=== TEXT SECTION ===
┄┄┄┄┄┄┄┄┄┄┄┄┄┄┄┄┄┄┄┄
Intracellular Ca2+ Concentration Analysis
The Ca2+-sensitive probe Fluo-4-AM staining (Invitrogen, USA) was used to detect changes in intracellular concentration of Ca2+ as reported previously (Soletti et al. 2010). Cells collected were incubated with Fluo-4-AM at a final concentration of 5 μM for 1 h at 37 °C and then washed three times to remove excess probe. The fluorescence intensity was examined using a fluorescent microscope (Carl Ziess). The average of fluorescence intensity for each cells was calculated with Image J and used to determine intracellular Ca2+ concentration.
Western Blot Assay
Whole cell pellets were lysed by radio-Immunoprecipitation assay (RIPA) buffer (Sigma-Aldrich, USA) containing 1 % protease inhibitor cocktail (Sigma-Aldrich, USA) and 2 % phenylmethylsulfonyl fluoride (PMSF, Sigma-Aldrich, USA). The supernatant was collected and protein concentration was assessed using the Bradford method. Proteins were separated using a 10 % SDS-PAGE gel and electrophoretically transferred onto nitrocellulose membranes (Bio Basic, Inc.). The transferred membranes were then blotted with rabbit antibodies against rat total ERK1/2 (t-ERK1/2), phospho-ERK1/2 (p-ERK1/2), total Akt (t-Akt), phospho-Akt (p-Akt), total GSK-3β (t-GSK-3β, a subunit of GSK-3), phospho-GSK-3β (p-GSK-3β), glyceraldehyde 3-phosphate dehydrogenase (GAPDH), Bcl-xL, cleaved PARP, and total PARP (Cell signaling, USA) at a concentration of 1:1,000 at 4 °C overnight, followed by co-incubation with horseradish peroxidase (HRP)-conjugated secondary antibodies (Santa Cruz, USA). Chemiluminescence was detected using ECL detection kits (GE Healthcare, UK). The intensity of the bands was quantified by scanning densitometry using Quantity One 4.5.0 software.
┄┄┄┄┄┄┄┄┄┄┄┄┄┄┄┄┄┄┄┄
=== PROVIDED DATA ===
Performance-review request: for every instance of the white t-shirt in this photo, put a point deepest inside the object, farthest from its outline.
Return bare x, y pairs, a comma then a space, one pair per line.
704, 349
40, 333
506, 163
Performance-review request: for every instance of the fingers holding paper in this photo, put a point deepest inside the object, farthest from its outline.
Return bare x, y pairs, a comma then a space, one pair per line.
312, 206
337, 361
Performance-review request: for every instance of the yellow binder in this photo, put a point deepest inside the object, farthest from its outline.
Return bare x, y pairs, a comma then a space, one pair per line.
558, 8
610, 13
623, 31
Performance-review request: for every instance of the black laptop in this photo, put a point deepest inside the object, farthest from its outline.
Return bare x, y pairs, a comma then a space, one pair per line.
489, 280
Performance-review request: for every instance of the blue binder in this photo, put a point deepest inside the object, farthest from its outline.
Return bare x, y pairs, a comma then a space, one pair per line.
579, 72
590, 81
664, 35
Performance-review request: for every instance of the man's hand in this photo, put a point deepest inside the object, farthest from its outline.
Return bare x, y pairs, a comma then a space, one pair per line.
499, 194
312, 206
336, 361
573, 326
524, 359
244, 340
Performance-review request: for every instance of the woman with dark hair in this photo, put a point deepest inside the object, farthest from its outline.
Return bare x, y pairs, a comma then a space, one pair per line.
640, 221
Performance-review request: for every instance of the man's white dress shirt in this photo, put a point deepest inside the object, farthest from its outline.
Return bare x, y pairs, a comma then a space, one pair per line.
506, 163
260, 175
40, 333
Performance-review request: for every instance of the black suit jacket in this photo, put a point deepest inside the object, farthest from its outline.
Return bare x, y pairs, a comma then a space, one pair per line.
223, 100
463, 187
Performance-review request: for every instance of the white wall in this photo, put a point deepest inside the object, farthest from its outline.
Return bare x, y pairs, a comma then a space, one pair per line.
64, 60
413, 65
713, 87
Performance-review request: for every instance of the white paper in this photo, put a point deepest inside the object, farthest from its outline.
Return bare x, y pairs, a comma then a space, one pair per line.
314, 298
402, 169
┄┄┄┄┄┄┄┄┄┄┄┄┄┄┄┄┄┄┄┄
List every supplier that the methods text names together with a country, and give that country for each.

- Invitrogen: USA
- Sigma-Aldrich: USA
- Cell signaling: USA
- Santa Cruz: USA
- GE Healthcare: UK